Exercise task: Reproduce every one of the records below verbatim, keeping each line intact and in its original order.
>> begin Source records
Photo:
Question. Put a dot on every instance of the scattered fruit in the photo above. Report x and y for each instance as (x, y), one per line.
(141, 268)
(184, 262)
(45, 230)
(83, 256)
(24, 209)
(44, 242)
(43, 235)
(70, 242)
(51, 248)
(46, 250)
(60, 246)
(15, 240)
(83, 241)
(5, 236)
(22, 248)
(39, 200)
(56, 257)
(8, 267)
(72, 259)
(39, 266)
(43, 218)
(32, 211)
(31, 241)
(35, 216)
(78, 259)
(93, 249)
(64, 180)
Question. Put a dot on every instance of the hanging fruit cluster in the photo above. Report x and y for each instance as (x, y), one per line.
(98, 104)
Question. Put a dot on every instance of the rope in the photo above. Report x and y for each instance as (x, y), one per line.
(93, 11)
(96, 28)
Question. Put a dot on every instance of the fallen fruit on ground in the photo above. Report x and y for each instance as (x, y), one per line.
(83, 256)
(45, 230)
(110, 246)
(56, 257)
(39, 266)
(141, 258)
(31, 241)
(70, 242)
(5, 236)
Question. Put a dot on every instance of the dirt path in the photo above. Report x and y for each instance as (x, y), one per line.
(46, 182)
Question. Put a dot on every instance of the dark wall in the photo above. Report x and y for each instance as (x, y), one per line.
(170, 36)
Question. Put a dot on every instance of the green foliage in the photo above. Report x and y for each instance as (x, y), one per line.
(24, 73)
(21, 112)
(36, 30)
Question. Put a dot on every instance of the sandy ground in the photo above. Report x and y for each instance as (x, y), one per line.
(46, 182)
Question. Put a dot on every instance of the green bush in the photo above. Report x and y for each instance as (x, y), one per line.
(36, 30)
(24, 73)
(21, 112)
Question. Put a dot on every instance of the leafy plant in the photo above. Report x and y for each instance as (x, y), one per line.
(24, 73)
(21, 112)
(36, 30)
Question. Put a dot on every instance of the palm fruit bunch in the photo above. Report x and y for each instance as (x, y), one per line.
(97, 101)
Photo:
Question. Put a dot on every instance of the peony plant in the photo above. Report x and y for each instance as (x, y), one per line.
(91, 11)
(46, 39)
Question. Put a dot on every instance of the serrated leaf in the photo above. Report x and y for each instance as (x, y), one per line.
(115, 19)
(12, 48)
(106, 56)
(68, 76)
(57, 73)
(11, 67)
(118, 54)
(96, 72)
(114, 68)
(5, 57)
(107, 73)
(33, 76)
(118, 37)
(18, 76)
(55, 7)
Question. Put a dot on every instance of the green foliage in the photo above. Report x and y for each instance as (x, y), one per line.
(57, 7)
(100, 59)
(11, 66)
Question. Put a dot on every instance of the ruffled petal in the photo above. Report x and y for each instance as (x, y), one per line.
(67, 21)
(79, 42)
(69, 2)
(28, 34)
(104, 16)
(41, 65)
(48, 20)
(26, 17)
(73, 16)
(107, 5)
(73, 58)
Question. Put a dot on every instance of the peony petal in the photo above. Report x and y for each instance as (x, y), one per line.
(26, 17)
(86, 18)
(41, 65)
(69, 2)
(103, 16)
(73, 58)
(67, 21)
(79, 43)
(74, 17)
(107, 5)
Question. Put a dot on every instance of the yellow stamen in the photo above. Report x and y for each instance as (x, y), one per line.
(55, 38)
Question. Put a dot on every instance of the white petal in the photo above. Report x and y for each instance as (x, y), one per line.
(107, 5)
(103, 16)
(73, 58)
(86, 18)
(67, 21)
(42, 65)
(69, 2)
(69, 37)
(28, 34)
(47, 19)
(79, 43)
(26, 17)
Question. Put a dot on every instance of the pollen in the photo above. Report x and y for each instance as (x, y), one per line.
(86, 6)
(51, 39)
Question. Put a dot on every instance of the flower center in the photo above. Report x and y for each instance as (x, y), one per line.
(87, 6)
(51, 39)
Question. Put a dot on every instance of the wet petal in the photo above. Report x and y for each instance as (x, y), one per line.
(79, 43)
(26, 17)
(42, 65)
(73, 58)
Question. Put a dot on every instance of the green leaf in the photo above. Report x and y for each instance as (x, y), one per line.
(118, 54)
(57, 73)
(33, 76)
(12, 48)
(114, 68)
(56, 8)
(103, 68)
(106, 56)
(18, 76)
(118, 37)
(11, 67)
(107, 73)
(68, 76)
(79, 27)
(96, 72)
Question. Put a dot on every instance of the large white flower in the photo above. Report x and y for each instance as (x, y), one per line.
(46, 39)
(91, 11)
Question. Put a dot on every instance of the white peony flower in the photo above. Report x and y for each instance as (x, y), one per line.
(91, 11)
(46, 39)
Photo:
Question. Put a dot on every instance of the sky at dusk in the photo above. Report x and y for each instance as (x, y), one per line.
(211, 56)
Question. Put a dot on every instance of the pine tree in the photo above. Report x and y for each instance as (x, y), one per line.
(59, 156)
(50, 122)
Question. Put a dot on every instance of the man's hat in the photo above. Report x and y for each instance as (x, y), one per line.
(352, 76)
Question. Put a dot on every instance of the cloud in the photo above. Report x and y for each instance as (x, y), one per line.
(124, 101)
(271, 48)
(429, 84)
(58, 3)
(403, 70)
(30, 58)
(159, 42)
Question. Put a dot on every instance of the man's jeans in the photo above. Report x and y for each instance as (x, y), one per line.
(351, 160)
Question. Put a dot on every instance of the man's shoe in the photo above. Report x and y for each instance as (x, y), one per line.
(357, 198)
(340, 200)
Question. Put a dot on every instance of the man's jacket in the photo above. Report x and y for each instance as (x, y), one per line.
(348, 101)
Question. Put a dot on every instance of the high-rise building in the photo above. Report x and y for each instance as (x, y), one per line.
>> end Source records
Answer to this exercise:
Photo:
Question. Put a dot on every instance of the scattered fruit in the photo above. Report x and y for each instance as (x, y), one per line.
(141, 268)
(184, 262)
(45, 230)
(83, 256)
(24, 209)
(44, 242)
(43, 235)
(70, 242)
(51, 248)
(46, 250)
(60, 246)
(15, 240)
(83, 241)
(5, 236)
(22, 248)
(39, 200)
(56, 257)
(8, 267)
(72, 259)
(39, 266)
(43, 218)
(32, 211)
(31, 241)
(35, 216)
(78, 259)
(93, 249)
(64, 180)
Question. Put a dot on every instance of the hanging fruit cluster in the photo above. Report x and y for each instance as (x, y), one per line.
(98, 104)
Question. Put a dot on every instance of the rope in the photo above. Report x and y for each instance as (x, y), one per line.
(93, 11)
(96, 28)
Question. Put a dot on every instance of the fallen fruit on ground in the photo above. Report x and y for each instance as (x, y), one per line.
(83, 256)
(45, 230)
(110, 246)
(56, 257)
(39, 266)
(141, 258)
(31, 241)
(70, 242)
(5, 236)
Question. Put a dot on every instance of the dirt path in the photo above. Report x and y for each instance as (x, y), one per line.
(46, 182)
Question. Put a dot on every instance of the dark wall in the photo above. Report x and y for each instance as (x, y), one per line.
(170, 36)
Question. Put a dot on every instance of the green foliage in the photo above. Report x and y for each instance as (x, y), one per line.
(24, 73)
(21, 112)
(36, 30)
Question. Put a dot on every instance of the sandy ground in the photo above. Report x and y for each instance as (x, y), one per line.
(46, 182)
Question. Put a dot on every instance of the green bush in the photo above. Report x and y for each instance as (x, y), one per line.
(36, 30)
(24, 73)
(21, 112)
Question. Put a dot on every instance of the leafy plant in the photo above. Report x and y for each instance as (x, y), one per line.
(24, 73)
(21, 112)
(36, 30)
Question. Put a dot on every instance of the palm fruit bunch in the photo above. Report x and y for each instance as (x, y), one per line.
(97, 101)
Photo:
Question. Put a dot on every instance of the peony plant in the photo above. Report x and y for each instance as (x, y), one per line.
(91, 11)
(46, 39)
Question. Put a dot on every instance of the serrated leaf in the photo above. Report x and y for each instance as (x, y), one per line.
(115, 19)
(12, 48)
(106, 56)
(68, 76)
(57, 73)
(11, 67)
(118, 54)
(96, 72)
(114, 68)
(5, 57)
(107, 73)
(33, 76)
(118, 37)
(18, 76)
(55, 7)
Question. Put a dot on every instance of the green foliage in the photo above. Report x and y for each instance as (x, y), one per line.
(57, 7)
(100, 59)
(11, 66)
Question. Put a dot on every instance of the ruffled petal in the photo above. Report x and y for each instance as (x, y), one per line.
(67, 21)
(79, 42)
(69, 2)
(28, 34)
(104, 16)
(41, 65)
(48, 20)
(26, 17)
(73, 16)
(107, 5)
(73, 58)
Question. Put a dot on every instance of the peony petal in the photo above. Report x and y for each instance as (x, y), one per line.
(26, 17)
(86, 18)
(41, 65)
(69, 2)
(103, 16)
(73, 58)
(67, 21)
(79, 43)
(74, 17)
(107, 5)
Question. Put a dot on every instance of the yellow stamen in the photo above. Report x and y for each instance as (x, y), one per line.
(55, 38)
Question. Put a dot on every instance of the white petal in the photo above. Report x and y for each instance as (x, y), one per line.
(107, 5)
(103, 16)
(73, 58)
(86, 18)
(67, 21)
(42, 65)
(69, 2)
(69, 37)
(28, 34)
(47, 19)
(79, 43)
(26, 17)
Question. Put a dot on every instance of the pollen in the photo above. Report x and y for each instance as (x, y), one per line.
(86, 6)
(51, 39)
Question. Put a dot on every instance of the flower center in the photo above. Report x and y for each instance as (x, y), one per line.
(87, 6)
(51, 39)
Question. Put a dot on every instance of the wet petal in the photo above. Report x and y for each instance as (x, y), one per line.
(79, 43)
(26, 17)
(42, 65)
(73, 58)
Question. Put a dot on every instance of the green leaf in the photo above. Report x and y for each instance as (x, y), one per line.
(118, 54)
(57, 73)
(33, 76)
(12, 48)
(114, 68)
(56, 8)
(103, 68)
(106, 56)
(18, 76)
(118, 37)
(11, 67)
(107, 73)
(68, 76)
(79, 27)
(96, 72)
Question. Put a dot on every instance of the large white flower in the photo above. Report x and y for each instance as (x, y), one per line.
(46, 39)
(91, 11)
Question. Put a dot on every instance of the white peony flower in the photo above. Report x and y for each instance as (x, y), one per line.
(91, 11)
(46, 39)
Photo:
Question. Put a dot on every instance of the sky at dusk in the photo above. Report x and y for each instance as (x, y), one per line.
(211, 56)
Question. Put a dot on every instance of the pine tree in the photo above. Report x and y for each instance as (x, y), one per line.
(59, 156)
(50, 122)
Question. Put a dot on every instance of the man's hat in the photo above. Report x and y for each instance as (x, y), one per line.
(352, 76)
Question. Put a dot on every instance of the cloud in the photo above. Report x and y for each instance as (x, y), one per line.
(124, 101)
(271, 48)
(429, 84)
(58, 3)
(403, 70)
(30, 58)
(159, 42)
Question. Put a dot on every instance of the man's jeans in the photo above. Report x and y for each instance as (x, y), one per line.
(351, 160)
Question. Put a dot on every instance of the man's shoe in the photo above. Report x and y for each instance as (x, y), one per line.
(357, 198)
(340, 200)
Question. Put a dot on every instance of the man's jacket in the photo above. Report x and y for each instance as (x, y), one per line.
(348, 101)
Question. Put a dot on every instance of the high-rise building in the photo above. Report x and y for each instance as (x, y), one per line.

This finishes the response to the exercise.